• WORK TASK: Set the records down once more so that they match the source word for word.

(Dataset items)
+++++
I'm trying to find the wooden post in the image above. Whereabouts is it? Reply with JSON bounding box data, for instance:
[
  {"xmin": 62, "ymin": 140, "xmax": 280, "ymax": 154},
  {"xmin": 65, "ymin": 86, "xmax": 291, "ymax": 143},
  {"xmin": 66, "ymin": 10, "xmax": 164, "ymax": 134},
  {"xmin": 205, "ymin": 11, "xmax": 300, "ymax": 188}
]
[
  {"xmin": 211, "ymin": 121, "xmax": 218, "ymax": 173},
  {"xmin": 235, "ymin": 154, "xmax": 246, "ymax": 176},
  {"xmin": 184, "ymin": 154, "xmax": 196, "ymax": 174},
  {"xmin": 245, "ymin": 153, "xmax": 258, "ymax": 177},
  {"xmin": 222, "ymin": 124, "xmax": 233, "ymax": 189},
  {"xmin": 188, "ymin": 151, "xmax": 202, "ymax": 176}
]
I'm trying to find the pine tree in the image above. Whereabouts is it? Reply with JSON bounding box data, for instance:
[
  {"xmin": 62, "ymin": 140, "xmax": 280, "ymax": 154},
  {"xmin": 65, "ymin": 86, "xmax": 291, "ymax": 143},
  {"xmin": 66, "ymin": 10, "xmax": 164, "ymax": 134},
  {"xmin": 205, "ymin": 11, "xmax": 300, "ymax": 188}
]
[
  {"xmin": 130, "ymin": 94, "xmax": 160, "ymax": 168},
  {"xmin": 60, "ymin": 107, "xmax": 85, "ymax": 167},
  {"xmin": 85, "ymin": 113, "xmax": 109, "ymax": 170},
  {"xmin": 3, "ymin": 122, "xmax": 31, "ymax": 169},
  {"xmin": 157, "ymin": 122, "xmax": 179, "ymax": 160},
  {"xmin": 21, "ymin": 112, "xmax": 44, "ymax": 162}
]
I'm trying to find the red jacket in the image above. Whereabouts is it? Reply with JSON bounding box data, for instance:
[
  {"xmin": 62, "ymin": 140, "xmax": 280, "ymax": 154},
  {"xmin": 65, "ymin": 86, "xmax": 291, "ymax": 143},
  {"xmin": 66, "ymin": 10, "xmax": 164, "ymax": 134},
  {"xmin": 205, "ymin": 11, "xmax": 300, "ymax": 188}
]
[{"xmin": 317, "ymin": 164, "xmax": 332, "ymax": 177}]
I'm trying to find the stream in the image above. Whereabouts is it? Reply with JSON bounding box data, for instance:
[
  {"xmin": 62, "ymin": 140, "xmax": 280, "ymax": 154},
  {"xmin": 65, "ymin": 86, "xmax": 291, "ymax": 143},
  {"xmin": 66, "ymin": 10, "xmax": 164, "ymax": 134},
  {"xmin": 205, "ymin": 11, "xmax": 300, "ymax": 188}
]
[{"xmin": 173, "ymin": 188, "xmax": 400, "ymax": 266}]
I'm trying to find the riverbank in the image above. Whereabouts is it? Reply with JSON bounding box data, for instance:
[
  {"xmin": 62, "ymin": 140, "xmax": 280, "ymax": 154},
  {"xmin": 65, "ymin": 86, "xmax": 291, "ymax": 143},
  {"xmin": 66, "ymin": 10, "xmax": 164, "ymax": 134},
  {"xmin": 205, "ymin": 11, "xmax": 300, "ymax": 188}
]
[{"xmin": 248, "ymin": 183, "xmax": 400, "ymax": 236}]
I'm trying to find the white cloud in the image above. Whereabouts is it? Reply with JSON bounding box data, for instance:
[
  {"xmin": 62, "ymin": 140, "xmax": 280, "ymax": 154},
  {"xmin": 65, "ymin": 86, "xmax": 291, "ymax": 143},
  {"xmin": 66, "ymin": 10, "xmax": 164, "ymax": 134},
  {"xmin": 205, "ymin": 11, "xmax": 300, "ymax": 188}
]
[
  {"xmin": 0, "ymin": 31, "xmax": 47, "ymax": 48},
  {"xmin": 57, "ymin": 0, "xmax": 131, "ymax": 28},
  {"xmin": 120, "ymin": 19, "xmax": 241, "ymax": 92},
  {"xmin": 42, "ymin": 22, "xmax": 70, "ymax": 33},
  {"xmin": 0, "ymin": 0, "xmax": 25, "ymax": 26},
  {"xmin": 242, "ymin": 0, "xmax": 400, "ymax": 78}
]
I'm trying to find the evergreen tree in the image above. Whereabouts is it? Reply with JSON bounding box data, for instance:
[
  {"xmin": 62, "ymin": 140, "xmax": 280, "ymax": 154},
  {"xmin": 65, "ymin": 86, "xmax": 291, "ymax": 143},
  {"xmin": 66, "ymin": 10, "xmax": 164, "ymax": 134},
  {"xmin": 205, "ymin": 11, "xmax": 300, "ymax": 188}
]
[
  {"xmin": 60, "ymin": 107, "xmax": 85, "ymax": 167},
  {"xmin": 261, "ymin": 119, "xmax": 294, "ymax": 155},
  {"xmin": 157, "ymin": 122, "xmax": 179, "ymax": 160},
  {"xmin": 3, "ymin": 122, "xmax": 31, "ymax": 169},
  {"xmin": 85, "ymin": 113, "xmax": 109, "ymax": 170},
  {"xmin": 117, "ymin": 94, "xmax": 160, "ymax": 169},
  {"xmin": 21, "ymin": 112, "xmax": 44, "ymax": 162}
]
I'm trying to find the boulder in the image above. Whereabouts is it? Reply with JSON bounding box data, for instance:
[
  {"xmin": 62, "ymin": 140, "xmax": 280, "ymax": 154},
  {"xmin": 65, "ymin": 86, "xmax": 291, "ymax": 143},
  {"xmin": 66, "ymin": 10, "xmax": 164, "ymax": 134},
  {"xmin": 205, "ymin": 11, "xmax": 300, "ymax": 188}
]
+++++
• TASK RESPONSE:
I'm trying to find the wooden post in the image above. Whereabouts is it? Reply with JSON bounding box data, for instance:
[
  {"xmin": 62, "ymin": 140, "xmax": 280, "ymax": 154},
  {"xmin": 65, "ymin": 86, "xmax": 291, "ymax": 143},
  {"xmin": 66, "ymin": 10, "xmax": 164, "ymax": 134},
  {"xmin": 205, "ymin": 11, "xmax": 300, "ymax": 188}
]
[
  {"xmin": 211, "ymin": 121, "xmax": 218, "ymax": 173},
  {"xmin": 235, "ymin": 154, "xmax": 246, "ymax": 176},
  {"xmin": 184, "ymin": 154, "xmax": 196, "ymax": 174},
  {"xmin": 245, "ymin": 153, "xmax": 258, "ymax": 177},
  {"xmin": 222, "ymin": 124, "xmax": 233, "ymax": 189},
  {"xmin": 188, "ymin": 151, "xmax": 202, "ymax": 176}
]
I'm trying to find the pine tree in the image above. Whereabouts is it? Reply with JSON bounding box data, for instance:
[
  {"xmin": 62, "ymin": 140, "xmax": 280, "ymax": 154},
  {"xmin": 65, "ymin": 86, "xmax": 291, "ymax": 143},
  {"xmin": 66, "ymin": 10, "xmax": 164, "ymax": 134},
  {"xmin": 205, "ymin": 11, "xmax": 300, "ymax": 188}
]
[
  {"xmin": 130, "ymin": 94, "xmax": 160, "ymax": 168},
  {"xmin": 60, "ymin": 107, "xmax": 85, "ymax": 167},
  {"xmin": 85, "ymin": 113, "xmax": 109, "ymax": 170},
  {"xmin": 3, "ymin": 122, "xmax": 31, "ymax": 169},
  {"xmin": 157, "ymin": 122, "xmax": 179, "ymax": 160},
  {"xmin": 21, "ymin": 112, "xmax": 44, "ymax": 162}
]
I'm trying to find the red jacket in the image above. Whereabouts is it? Reply with JSON bounding box data, for instance:
[
  {"xmin": 62, "ymin": 140, "xmax": 280, "ymax": 154},
  {"xmin": 65, "ymin": 86, "xmax": 291, "ymax": 143},
  {"xmin": 66, "ymin": 10, "xmax": 164, "ymax": 134},
  {"xmin": 205, "ymin": 11, "xmax": 300, "ymax": 188}
]
[{"xmin": 317, "ymin": 164, "xmax": 332, "ymax": 177}]
I'm trying to find the stream in the image above. Whereabouts is it? Reply with JSON bounding box data, for instance:
[
  {"xmin": 62, "ymin": 140, "xmax": 280, "ymax": 154},
  {"xmin": 65, "ymin": 86, "xmax": 291, "ymax": 143},
  {"xmin": 66, "ymin": 10, "xmax": 164, "ymax": 134},
  {"xmin": 205, "ymin": 11, "xmax": 300, "ymax": 188}
]
[{"xmin": 173, "ymin": 188, "xmax": 400, "ymax": 266}]
I'm trying to find the riverbank in the image above. Whereabouts is it? Reply with JSON bounding box data, for instance:
[
  {"xmin": 62, "ymin": 140, "xmax": 280, "ymax": 154},
  {"xmin": 65, "ymin": 86, "xmax": 291, "ymax": 143},
  {"xmin": 66, "ymin": 10, "xmax": 164, "ymax": 134},
  {"xmin": 205, "ymin": 11, "xmax": 300, "ymax": 188}
]
[{"xmin": 248, "ymin": 183, "xmax": 400, "ymax": 236}]
I'm trying to find the white cloud in the image above. Whereabouts is it? Reply with JSON bounding box data, for instance:
[
  {"xmin": 62, "ymin": 140, "xmax": 280, "ymax": 154},
  {"xmin": 65, "ymin": 86, "xmax": 291, "ymax": 143},
  {"xmin": 66, "ymin": 10, "xmax": 164, "ymax": 134},
  {"xmin": 205, "ymin": 11, "xmax": 300, "ymax": 188}
]
[
  {"xmin": 0, "ymin": 31, "xmax": 47, "ymax": 48},
  {"xmin": 57, "ymin": 0, "xmax": 131, "ymax": 28},
  {"xmin": 120, "ymin": 19, "xmax": 241, "ymax": 92},
  {"xmin": 42, "ymin": 22, "xmax": 70, "ymax": 33},
  {"xmin": 0, "ymin": 0, "xmax": 25, "ymax": 26},
  {"xmin": 242, "ymin": 0, "xmax": 400, "ymax": 78}
]
I'm trying to find the evergreen tree in the image above. Whereabouts is it? Reply with JSON bounding box data, for instance:
[
  {"xmin": 62, "ymin": 140, "xmax": 280, "ymax": 154},
  {"xmin": 65, "ymin": 86, "xmax": 291, "ymax": 143},
  {"xmin": 66, "ymin": 10, "xmax": 164, "ymax": 134},
  {"xmin": 205, "ymin": 11, "xmax": 300, "ymax": 188}
]
[
  {"xmin": 60, "ymin": 107, "xmax": 85, "ymax": 167},
  {"xmin": 261, "ymin": 119, "xmax": 294, "ymax": 155},
  {"xmin": 157, "ymin": 122, "xmax": 179, "ymax": 160},
  {"xmin": 3, "ymin": 122, "xmax": 31, "ymax": 169},
  {"xmin": 85, "ymin": 113, "xmax": 109, "ymax": 170},
  {"xmin": 117, "ymin": 94, "xmax": 160, "ymax": 169},
  {"xmin": 21, "ymin": 112, "xmax": 44, "ymax": 162}
]
I'm trying to find the boulder in the image above. Whereabouts is it? Reply with JSON bounding box data, for instance:
[
  {"xmin": 62, "ymin": 140, "xmax": 280, "ymax": 154},
  {"xmin": 65, "ymin": 86, "xmax": 291, "ymax": 143},
  {"xmin": 66, "ymin": 10, "xmax": 164, "ymax": 134},
  {"xmin": 205, "ymin": 11, "xmax": 300, "ymax": 188}
]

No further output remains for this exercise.